#### [SET EXERCISE]
Rewrite every one of the records below, changing each "single point" to "single marker" and keeping everything else identical.

* begin MATERIAL FOR THIS EXERCISE *

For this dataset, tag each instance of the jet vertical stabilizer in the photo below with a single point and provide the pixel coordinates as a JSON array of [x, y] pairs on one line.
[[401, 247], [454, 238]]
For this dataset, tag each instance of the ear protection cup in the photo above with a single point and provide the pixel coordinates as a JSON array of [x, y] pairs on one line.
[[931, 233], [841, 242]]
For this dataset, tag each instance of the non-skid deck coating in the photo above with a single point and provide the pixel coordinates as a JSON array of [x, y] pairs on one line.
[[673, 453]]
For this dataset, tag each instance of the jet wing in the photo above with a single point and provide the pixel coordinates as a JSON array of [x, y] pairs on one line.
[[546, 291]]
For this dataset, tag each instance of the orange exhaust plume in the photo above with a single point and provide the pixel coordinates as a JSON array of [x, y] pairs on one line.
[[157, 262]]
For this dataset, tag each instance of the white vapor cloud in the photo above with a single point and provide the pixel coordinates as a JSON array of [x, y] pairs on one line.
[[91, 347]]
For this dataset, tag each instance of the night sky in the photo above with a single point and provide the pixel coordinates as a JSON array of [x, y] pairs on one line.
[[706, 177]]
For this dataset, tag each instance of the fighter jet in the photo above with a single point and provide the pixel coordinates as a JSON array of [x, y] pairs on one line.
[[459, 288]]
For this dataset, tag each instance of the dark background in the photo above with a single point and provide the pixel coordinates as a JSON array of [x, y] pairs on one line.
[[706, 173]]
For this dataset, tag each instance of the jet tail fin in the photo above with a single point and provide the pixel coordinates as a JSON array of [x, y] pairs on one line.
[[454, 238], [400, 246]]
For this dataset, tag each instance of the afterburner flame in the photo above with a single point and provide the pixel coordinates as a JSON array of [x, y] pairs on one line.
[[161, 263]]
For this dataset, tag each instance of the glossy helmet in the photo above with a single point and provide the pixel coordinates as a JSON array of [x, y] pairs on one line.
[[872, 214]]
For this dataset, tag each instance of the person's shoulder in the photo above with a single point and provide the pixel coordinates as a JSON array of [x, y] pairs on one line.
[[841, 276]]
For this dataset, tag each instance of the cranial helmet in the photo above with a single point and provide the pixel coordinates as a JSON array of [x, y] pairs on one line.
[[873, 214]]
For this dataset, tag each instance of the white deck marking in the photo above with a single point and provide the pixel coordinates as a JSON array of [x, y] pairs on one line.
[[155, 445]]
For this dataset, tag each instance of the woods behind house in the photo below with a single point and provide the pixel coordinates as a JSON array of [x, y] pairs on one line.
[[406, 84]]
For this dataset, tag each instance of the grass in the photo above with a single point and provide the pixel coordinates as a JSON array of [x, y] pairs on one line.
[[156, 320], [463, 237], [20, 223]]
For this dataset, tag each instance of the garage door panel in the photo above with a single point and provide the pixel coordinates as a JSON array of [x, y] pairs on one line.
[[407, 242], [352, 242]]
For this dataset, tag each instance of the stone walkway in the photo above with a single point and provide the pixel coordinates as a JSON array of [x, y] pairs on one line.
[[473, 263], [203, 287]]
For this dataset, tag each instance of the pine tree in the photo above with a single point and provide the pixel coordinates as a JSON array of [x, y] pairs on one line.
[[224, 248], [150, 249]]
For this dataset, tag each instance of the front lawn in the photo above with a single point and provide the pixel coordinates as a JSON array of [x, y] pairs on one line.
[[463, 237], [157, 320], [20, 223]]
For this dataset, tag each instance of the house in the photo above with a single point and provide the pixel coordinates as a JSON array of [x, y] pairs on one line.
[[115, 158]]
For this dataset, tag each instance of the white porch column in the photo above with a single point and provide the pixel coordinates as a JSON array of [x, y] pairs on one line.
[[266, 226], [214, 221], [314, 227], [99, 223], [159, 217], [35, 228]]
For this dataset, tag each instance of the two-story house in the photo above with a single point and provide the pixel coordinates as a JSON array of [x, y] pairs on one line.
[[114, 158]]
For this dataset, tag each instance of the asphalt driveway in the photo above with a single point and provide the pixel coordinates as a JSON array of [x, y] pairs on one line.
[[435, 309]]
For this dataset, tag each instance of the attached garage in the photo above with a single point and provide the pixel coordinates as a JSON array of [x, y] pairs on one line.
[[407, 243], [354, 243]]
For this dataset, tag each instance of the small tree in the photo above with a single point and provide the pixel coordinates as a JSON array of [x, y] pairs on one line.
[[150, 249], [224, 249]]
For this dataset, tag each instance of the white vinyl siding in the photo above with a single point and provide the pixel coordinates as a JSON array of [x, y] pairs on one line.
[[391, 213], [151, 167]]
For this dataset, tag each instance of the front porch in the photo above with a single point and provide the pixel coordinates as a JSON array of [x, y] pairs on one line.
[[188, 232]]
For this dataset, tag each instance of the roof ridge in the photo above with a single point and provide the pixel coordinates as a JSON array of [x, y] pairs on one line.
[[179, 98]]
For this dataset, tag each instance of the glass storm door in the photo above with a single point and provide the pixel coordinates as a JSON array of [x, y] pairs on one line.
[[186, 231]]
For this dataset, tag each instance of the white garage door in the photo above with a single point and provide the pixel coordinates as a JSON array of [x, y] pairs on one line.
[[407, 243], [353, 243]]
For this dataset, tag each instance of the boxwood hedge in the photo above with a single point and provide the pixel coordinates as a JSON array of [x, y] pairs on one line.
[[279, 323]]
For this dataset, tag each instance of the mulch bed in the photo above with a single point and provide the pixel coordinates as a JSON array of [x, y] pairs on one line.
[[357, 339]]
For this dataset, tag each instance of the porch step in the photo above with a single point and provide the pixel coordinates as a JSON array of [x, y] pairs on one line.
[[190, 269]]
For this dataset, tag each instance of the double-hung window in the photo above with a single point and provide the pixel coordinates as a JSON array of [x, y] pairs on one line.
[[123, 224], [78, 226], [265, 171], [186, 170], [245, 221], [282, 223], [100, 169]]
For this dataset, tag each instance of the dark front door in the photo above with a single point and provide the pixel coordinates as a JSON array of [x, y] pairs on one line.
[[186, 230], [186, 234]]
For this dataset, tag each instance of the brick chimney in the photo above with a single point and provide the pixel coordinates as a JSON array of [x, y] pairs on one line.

* end MATERIAL FOR THIS EXERCISE *

#### [EXPECTED ANSWER]
For this dataset, tag each instance of the jet vertical stabilizer in the photo below with a single marker and provide the pixel coordinates as a JSON array of [x, y] pairs on one line.
[[401, 247], [454, 238]]
For this dataset, tag each instance of the ear protection cup in the photo above with a single marker and provide the pixel coordinates as a JSON array of [x, y] pairs on one line.
[[931, 233], [841, 242]]
For this dataset, tag each instance of the non-skid deck coating in the photo above with a single marker and provide the pixel coordinates as a JSON array of [x, y] pairs on one line.
[[673, 453]]
For this dataset, tag each instance of the jet wing in the photo above with a single marker and provide the pixel coordinates as a JSON array of [x, y] pairs on one line.
[[546, 291]]
For this dataset, tag each instance of the orange exhaust plume in the photo above with a single marker and provide the pixel coordinates as a JSON array of [x, y] pairs on one line.
[[157, 262]]
For this dataset, tag each instance of the white vapor cloud in the photo above with a single marker and provide the pixel coordinates as a JSON array of [x, y] pairs on one line.
[[91, 347]]
For this dataset, tag each instance of the night sky in the photo above with a single marker and provide the pixel coordinates as a JSON array of [x, y] pairs on one line.
[[706, 177]]
For this dataset, tag each instance of the fighter jet in the photo above with a single marker and provide the pixel coordinates as a JSON array of [x, y] pairs on one line.
[[459, 288]]
For this dataset, tag each instance of the dark background in the photo above with a single marker and provide the pixel coordinates as a JSON array of [x, y] pairs on one line.
[[706, 173]]
For this dataset, tag each instance of the jet tail fin in the photo above with a single marker and provide the pixel coordinates as a JSON array of [x, y] pairs on one line.
[[454, 238], [400, 246]]
For this dataset, tag each instance of the afterburner flame in the photo above with a single marker and provide the pixel coordinates as a JSON array of [x, y] pairs on one line.
[[161, 263]]
For this dataset, tag each instance of the glossy helmet in the photo above with a single marker and provide the pixel coordinates as a JSON array of [x, y] pairs on one line.
[[872, 214]]
For this dataset, tag each instance of the person's shoulder in the photo above with a single marker and provide the pixel coordinates as a JSON array of [x, y] pairs on one line.
[[841, 276]]
For this dataset, tag each instance of the cranial helmet in the photo above with a single marker and provide the pixel coordinates as a JSON array of [x, y] pairs on one line.
[[873, 214]]
For this dataset, tag each instance of the white deck marking in the photo above with a single marker and provide the pixel coordinates as a JSON array of [x, y] pairs on one line.
[[155, 445]]
For this dataset, tag each instance of the woods behind house in the photo below with a single marker and provide the pixel coordinates as a JSON array of [x, y] pairs on one line.
[[406, 84]]
For this dataset, tag each instance of the grass in the photo above with a single marker and provide the pixel coordinates as a JSON array of [x, y] pairs on one line.
[[156, 320], [463, 237], [20, 223]]
For this dataset, tag each instance of the garage door panel in the photo above with a single marker and provide the pixel coordinates as a JSON array of [x, y] pairs on one line.
[[407, 242], [352, 242]]
For this dataset, tag each instance of the stone walkway in the photo above with a single marker and provide the pixel coordinates as a JSON array of [x, y] pairs on one line.
[[473, 263], [203, 287]]
For this dataset, tag each instance of the pine tree in the photo above with a single marker and provide the pixel coordinates as a JSON array of [x, y] pairs on one line.
[[224, 248], [150, 249]]
For this dataset, tag each instance of the front lawn in the photo above with a single marker and provide the pixel coordinates as a JSON array of [x, y] pairs on one line.
[[463, 237], [157, 320], [20, 223]]
For this dataset, tag each instance of the house in the photo above with a single marker and provide the pixel coordinates as a JSON array of [x, y] pairs on one line.
[[115, 158]]
For this dataset, tag each instance of the white porch column in the photo above with a single marker and provide the pixel coordinates as a JSON array of [x, y] pairs on one line.
[[266, 226], [214, 221], [314, 227], [99, 223], [159, 217], [35, 228]]
For this dataset, tag each instance of the two-story house in the photo above with a single marker and provide the pixel coordinates as a JSON array of [x, y] pairs on one line.
[[114, 158]]
For this dataset, tag each instance of the asphalt driveway in the photo above with a single marker and provide the pixel coordinates as a JSON array of [x, y] pairs on one line.
[[435, 309]]
For this dataset, tag each instance of the attached garage in the photo above with a single marker and provide the pixel coordinates as a JSON array of [x, y] pairs on one line.
[[407, 243], [354, 243]]
For this dataset, tag each instance of the small tree in the photo above with a single marker and provide the pixel coordinates as a JSON array of [x, y] pairs on one line.
[[150, 249], [224, 249]]
For this dataset, tag each instance of the white vinyl siding in the photo above with a single marker and provide the pixel coordinates as a JSON array of [x, y] pairs on one line.
[[391, 213], [151, 167]]
For this dataset, tag each instance of the front porch in the photo above with a single marker and provide the pixel coordinates as a JSON array of [x, y] pairs on one line.
[[188, 232]]
For this dataset, tag each instance of the roof ridge in the photo above with a single marker and provide the pixel coordinates as a JSON array of [x, y] pairs on one line.
[[179, 98]]
For this dataset, tag each instance of the glass storm door in the photo above with a single marker and provide the pixel coordinates as a JSON array of [x, y] pairs on one line.
[[186, 231]]
For this dataset, tag each instance of the white garage door in the photo above with a single marker and provide the pixel coordinates as a JSON array of [x, y] pairs on one line.
[[407, 243], [353, 243]]
For this dataset, tag each instance of the boxwood hedge in the photo above with a single marker and provide the pixel coordinates as a JSON array of [x, y] pairs on one line.
[[279, 323]]
For this dataset, tag each instance of the mulch bed in the photo above with a single marker and provide the pixel coordinates as a JSON array of [x, y] pairs on one line.
[[357, 339]]
For this dataset, tag each instance of the porch step in the photo above with a single marker and provide the pixel coordinates as a JSON array of [x, y] pairs on one line.
[[190, 269]]
For this dataset, tag each instance of the double-hung window in the photo above with a single marker and provide the pixel coordinates as a JSON array of [x, y] pairs on one line.
[[123, 224], [78, 226], [265, 171], [186, 170], [245, 221], [282, 223], [100, 169]]
For this dataset, tag each instance of the dark front door in the photo above with a single marker and provide the pixel coordinates as a JSON array of [x, y] pairs on one line.
[[186, 230], [186, 234]]
For this dataset, tag each instance of the brick chimney in the photo above with a single marker and provide the pixel coordinates as a JSON array of [x, y] pairs on one line.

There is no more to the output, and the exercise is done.